[Textauszug]
■ ■ ■ ■ ■

Sonntag, 10. August 2014

Liebe Gesichter #1 - Marilyn

Hermann Hesse
Über Gewaltpolitik, Krieg und das Böse in der Welt (1955) #1
Brief an einen Friedensfreund, der als deutscher Soldat Stalingrad erlebt hat 

                                                                                                                  Montagnola, im Februar 1955
"Ihre Betrachtungen über Weltgeschichte, Krieg und Sinn oder Unsinn des Ganzen kommen meinen eigenen Gedanken nahe, wir sind nicht weit voneinander. Doch kommt es für unser Verhalten im Leben nicht so sehr auf unsere Gedanken an als auf unseren Glauben.  

Ich glaube an keine religiöse Dogmatik, also auch nicht an einen Gott, der die Menschen geschaffen und es ihnen ermöglicht hat, den Fortschritt vom Einandertotschlagen mit Steinbeilen bis zum Töten mit Atomwaffen auszubilden und auf ihn stolz zu sein. Ich glaube also nicht, daß diese blutige Weltgeschichte ihren "Sinn" im Plan eines überlegenen göttlichen Regenten habe, der sich damit etwas für uns nicht Erkennbares, aber Göttliches und Herrliches ausgedacht habe.

■ ■ ■ ■ ■

[Vorliegendes Material]
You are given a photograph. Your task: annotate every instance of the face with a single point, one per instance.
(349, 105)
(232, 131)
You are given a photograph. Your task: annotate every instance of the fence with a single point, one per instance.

■ ■ ■ ■ ■

[Aufgaben]
**A.** Wo und wann schrieb Hesse den Brief über Gewaltpolitik und Krieg?
**B.** Übernehmen Sie aus Hesses Brief über Gewaltpolitik alles von „Ich glaube an“ bis hinunter zu „Herrliches ausgedacht habe.“ wortgetreu.
**C.** Schreiben Sie Hesses Brief über Krieg und das Böse in der Welt nach seinem letzten Satz weiter.

[Lösungen]
**A.** In Montagnola, im Februar 1955.

**B.**
Ich glaube an keine religiöse Dogmatik, also auch nicht an einen Gott, der die Menschen geschaffen und es ihnen ermöglicht hat, den Fortschritt vom Einandertotschlagen mit Steinbeilen bis zum Töten mit Atomwaffen auszubilden und auf ihn stolz zu sein. Ich glaube also nicht, daß diese blutige Weltgeschichte ihren "Sinn" im Plan eines überlegenen göttlichen Regenten habe, der sich damit etwas für uns nicht Erkennbares, aber Göttliches und Herrliches ausgedacht habe.

**C.**
Aber dennoch habe ich einen Glauben, ein zum Instinkt gewordenes Wissen oder Ahnen um einen Sinn des Lebens. Ich kann aus der Weltgeschichte nicht schließen, daß der Mensch gut, edel, friedliebend und selbstlos sei, aber daß unter den ihm gegebenen Möglichkeiten auch diese edle und schöne Möglichkeit besteht, das Streben nach Güte, Frieden und Schönheit, vorhanden sei und unter glücklichen Umständen zur Blüte gelangen könne, das glaube und weiß ich gewiß, und wenn dieser Glaube einer Bestätigung bedürfte, so fände er in der Weltgeschichte neben den Eroberern, Diktatoren, Kriegshelden und Bombenherstellern auch die Erscheinungen Buddha, Sokrates, Jesus, die heiligen Schriften der Inder, Juden, Chinesen und alle die wunderbaren Werke friedlichen Menschengeistes in der Welt der Kunst. Ein Prophetenkopf aus dem Figurengewimmel am Portal eines Domes, ein paar Takte Musik von Monteverdi, Bach, Beethoven, ein Stückchen Leinwand von Rogier, von Guardi oder Renoir bemalt genügen, um dem ganzen Macht- und Kriegstheater der brutalen Weltgeschichte zu widersprechen und eine andere, beseelte, in sich beglückte Welt darzutun. Und überdies haben die Werke der Kunst weit sicheren und längeren Bestand als die Werke der Gewalt, sie überdauern sie um Jahrtausende (...)." - Fortsetzung folgt.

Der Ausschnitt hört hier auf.